Data lines
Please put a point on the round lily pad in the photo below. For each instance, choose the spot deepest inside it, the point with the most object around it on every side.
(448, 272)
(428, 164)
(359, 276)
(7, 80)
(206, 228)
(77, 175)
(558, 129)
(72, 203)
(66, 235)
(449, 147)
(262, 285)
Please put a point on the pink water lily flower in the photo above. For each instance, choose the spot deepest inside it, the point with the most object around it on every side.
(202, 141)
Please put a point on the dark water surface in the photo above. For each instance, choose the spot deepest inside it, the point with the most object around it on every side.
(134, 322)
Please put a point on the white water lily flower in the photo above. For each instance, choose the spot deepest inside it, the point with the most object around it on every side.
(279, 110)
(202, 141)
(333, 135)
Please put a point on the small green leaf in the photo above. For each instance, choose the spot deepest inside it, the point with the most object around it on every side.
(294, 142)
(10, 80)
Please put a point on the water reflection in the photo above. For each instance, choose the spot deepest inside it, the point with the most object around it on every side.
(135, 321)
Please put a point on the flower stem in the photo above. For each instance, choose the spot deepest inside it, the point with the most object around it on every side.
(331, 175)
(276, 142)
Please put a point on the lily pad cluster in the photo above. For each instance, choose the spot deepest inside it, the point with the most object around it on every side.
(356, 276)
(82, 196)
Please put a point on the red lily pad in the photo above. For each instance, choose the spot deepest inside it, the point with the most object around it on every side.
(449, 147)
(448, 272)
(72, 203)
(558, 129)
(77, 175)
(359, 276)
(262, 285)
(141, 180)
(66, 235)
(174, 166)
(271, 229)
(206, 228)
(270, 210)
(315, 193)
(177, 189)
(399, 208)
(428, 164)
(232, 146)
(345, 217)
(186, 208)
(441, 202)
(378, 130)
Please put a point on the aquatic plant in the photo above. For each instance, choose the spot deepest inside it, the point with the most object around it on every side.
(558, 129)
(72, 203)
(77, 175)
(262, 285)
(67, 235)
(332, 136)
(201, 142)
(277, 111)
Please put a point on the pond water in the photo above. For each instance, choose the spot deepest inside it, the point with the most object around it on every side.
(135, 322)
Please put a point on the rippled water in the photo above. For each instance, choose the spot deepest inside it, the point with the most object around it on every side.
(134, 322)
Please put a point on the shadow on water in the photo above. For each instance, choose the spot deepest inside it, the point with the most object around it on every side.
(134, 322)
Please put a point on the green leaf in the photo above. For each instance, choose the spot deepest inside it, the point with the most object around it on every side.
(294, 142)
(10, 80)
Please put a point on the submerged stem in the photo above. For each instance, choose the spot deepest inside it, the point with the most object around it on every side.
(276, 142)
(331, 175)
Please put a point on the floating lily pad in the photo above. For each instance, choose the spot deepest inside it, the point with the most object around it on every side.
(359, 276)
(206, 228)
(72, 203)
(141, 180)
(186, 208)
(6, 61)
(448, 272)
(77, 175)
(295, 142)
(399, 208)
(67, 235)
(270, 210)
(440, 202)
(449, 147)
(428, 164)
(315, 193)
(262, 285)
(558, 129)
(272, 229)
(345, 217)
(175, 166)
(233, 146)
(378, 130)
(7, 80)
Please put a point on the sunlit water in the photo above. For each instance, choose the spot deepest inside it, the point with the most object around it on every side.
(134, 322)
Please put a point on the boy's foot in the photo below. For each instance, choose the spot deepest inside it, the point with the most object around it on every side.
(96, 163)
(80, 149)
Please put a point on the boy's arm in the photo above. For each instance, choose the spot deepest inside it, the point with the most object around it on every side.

Task instructions
Give back, unchanged, every line from the one with "Please put a point on the pond" to the end of the entries above.

Result of this task
Please put a point on the pond water in the photo above. For each instance, choose the spot deepest inside it, the point with the most object around it on every side.
(135, 322)
Please put a point on the rippled water in the photo above. For each instance, choose the spot deepest inside it, the point with the most object around it on every side.
(134, 322)
Please put a point on the shadow on water in the photo above. For each instance, choose the spot deepest inside it, the point with the most object around it on every side.
(134, 322)
Please put a point on the green leaf in the photo above. For each instance, choose the spot deepest inside it, the point with the most object around it on every side.
(294, 142)
(10, 80)
Please put a point on the submerged stem in the photo above. For each instance, choose the spot deepest inside it, the point with the most object around it on every side.
(276, 142)
(331, 175)
Please put a point on the floating lily pad in the photo above. For each instance, choose the spot deepest inside it, the point with the most object around it on every side.
(359, 276)
(206, 228)
(72, 203)
(141, 180)
(186, 208)
(6, 61)
(448, 272)
(77, 175)
(295, 142)
(399, 208)
(67, 235)
(270, 210)
(440, 202)
(449, 147)
(428, 164)
(315, 193)
(262, 285)
(558, 129)
(272, 229)
(345, 217)
(175, 166)
(233, 146)
(378, 130)
(7, 80)
Please put a point on the sunlit water in the photo above. For each instance, choose the spot deepest inside it, the point with the most object around it on every side.
(134, 322)
Please put a point on the boy's foot in the photo below. For each instance, choose the spot deepest inside it, the point with the most object around it on every side.
(96, 163)
(80, 149)
Please put a point on the boy's arm in the photo above. For each instance, choose the spot deepest inside it, the point with the most object around it on every side.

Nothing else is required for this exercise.